Records from a collection:
+===+
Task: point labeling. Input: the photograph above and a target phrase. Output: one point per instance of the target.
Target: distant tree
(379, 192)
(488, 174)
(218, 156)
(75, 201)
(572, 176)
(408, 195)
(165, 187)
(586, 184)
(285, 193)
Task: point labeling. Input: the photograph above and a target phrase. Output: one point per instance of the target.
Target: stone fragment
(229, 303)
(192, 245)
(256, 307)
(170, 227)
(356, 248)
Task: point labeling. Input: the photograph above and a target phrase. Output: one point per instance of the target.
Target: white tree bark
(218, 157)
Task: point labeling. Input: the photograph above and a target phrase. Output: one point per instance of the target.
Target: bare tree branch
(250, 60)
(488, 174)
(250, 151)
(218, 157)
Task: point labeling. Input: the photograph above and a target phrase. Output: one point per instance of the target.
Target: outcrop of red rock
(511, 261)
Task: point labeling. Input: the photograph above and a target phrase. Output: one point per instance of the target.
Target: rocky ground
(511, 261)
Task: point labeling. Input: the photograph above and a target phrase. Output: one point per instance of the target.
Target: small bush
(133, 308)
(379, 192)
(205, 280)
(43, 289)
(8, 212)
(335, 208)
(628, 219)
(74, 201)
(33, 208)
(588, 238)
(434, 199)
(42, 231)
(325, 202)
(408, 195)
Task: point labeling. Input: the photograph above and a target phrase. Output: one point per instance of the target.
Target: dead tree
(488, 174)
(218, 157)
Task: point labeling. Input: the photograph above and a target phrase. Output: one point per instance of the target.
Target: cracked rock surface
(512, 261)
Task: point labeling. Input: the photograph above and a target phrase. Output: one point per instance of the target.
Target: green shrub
+===+
Work instruction:
All of the entries must be written out exactly as they stand.

Task response:
Task: point labeling. Input: the photograph above and a target phrase. Output: one point per instance of the target.
Target: distant tree
(379, 192)
(488, 174)
(218, 156)
(75, 201)
(572, 176)
(408, 195)
(165, 187)
(586, 184)
(285, 193)
Task: point labeling. Input: the photograph above and a target phrase. Output: one point per instance of the target.
Target: stone fragment
(229, 303)
(192, 245)
(256, 307)
(170, 227)
(356, 248)
Task: point labeling. Input: the photograph above and a target phrase. Output: one point per instance of the target.
Target: white tree bark
(218, 157)
Task: point labeling. Input: the photograph above and a target phrase. Output: one point per instance of the target.
Target: bare tree branch
(250, 60)
(488, 174)
(250, 151)
(218, 157)
Task: point labeling. Input: the photograph above and a target phrase. Output: one point per instance of the target.
Target: outcrop of red rock
(511, 261)
Task: point labeling. Input: the photograph above and a target phrase. Output: one point per instance of the target.
Target: rocky ground
(511, 261)
Task: point labeling. Input: the photograph above and a target phrase. Output: one point per instance of the target.
Target: small bush
(133, 308)
(379, 192)
(205, 280)
(43, 289)
(8, 212)
(335, 208)
(628, 219)
(74, 201)
(33, 208)
(588, 238)
(434, 199)
(42, 231)
(325, 202)
(408, 195)
Task: point labeling. Input: the photograph above and a target phrase. Output: one point per instance of the target.
Target: dead tree
(488, 174)
(218, 157)
Task: point labeling. Input: the photograph above and a target phrase. Output: one point per instance of the target.
Target: cracked rock surface
(512, 261)
Task: point labeling. Input: the photograph above and a target phrase. Output: one point per instance of the target.
Target: green shrub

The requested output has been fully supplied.